-- START --

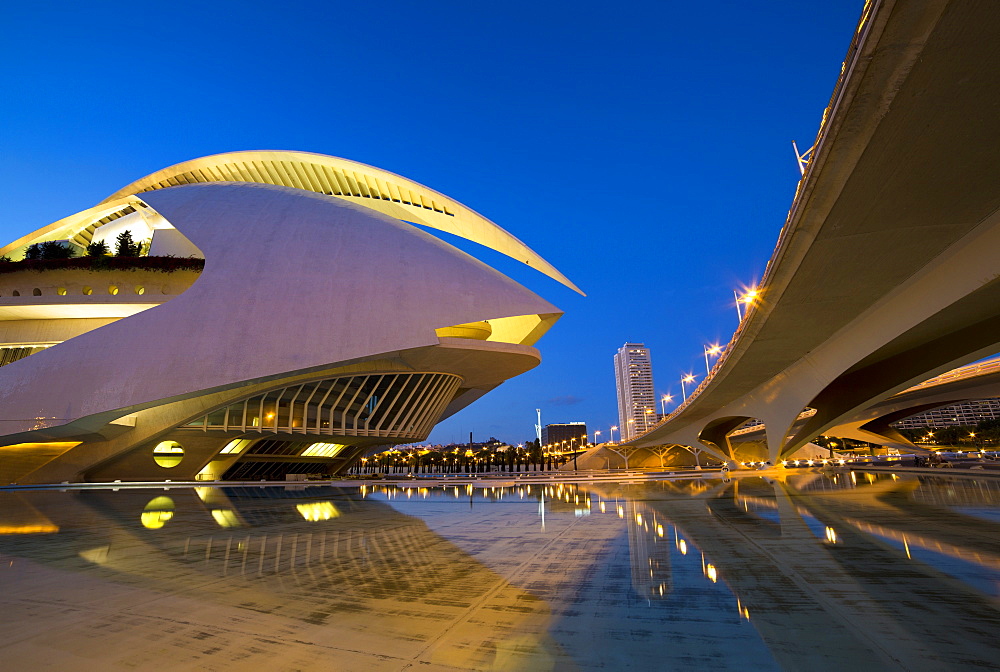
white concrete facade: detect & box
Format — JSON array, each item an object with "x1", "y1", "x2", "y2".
[{"x1": 0, "y1": 155, "x2": 568, "y2": 482}]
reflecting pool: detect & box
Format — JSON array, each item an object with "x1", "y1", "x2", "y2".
[{"x1": 0, "y1": 472, "x2": 1000, "y2": 671}]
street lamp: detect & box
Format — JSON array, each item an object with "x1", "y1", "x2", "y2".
[
  {"x1": 681, "y1": 373, "x2": 694, "y2": 401},
  {"x1": 704, "y1": 343, "x2": 722, "y2": 376},
  {"x1": 733, "y1": 287, "x2": 760, "y2": 322}
]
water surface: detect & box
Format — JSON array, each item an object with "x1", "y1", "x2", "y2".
[{"x1": 0, "y1": 474, "x2": 1000, "y2": 670}]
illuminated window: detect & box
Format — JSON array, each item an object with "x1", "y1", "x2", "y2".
[
  {"x1": 220, "y1": 439, "x2": 253, "y2": 455},
  {"x1": 302, "y1": 443, "x2": 347, "y2": 457},
  {"x1": 153, "y1": 441, "x2": 184, "y2": 469}
]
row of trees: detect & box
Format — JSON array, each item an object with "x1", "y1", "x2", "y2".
[
  {"x1": 352, "y1": 441, "x2": 567, "y2": 474},
  {"x1": 19, "y1": 229, "x2": 142, "y2": 262}
]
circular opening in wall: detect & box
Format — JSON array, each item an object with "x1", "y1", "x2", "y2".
[
  {"x1": 139, "y1": 497, "x2": 174, "y2": 530},
  {"x1": 153, "y1": 441, "x2": 184, "y2": 469}
]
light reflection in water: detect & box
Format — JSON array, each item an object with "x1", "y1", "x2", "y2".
[{"x1": 0, "y1": 472, "x2": 1000, "y2": 669}]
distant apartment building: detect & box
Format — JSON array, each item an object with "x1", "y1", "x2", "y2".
[
  {"x1": 892, "y1": 399, "x2": 1000, "y2": 429},
  {"x1": 542, "y1": 422, "x2": 587, "y2": 448},
  {"x1": 615, "y1": 343, "x2": 657, "y2": 441}
]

-- END --

The task:
Copy out each line of the records above that contains the string "water". Case counts.

Completed task:
water surface: detect & box
light reflection in water: detect & box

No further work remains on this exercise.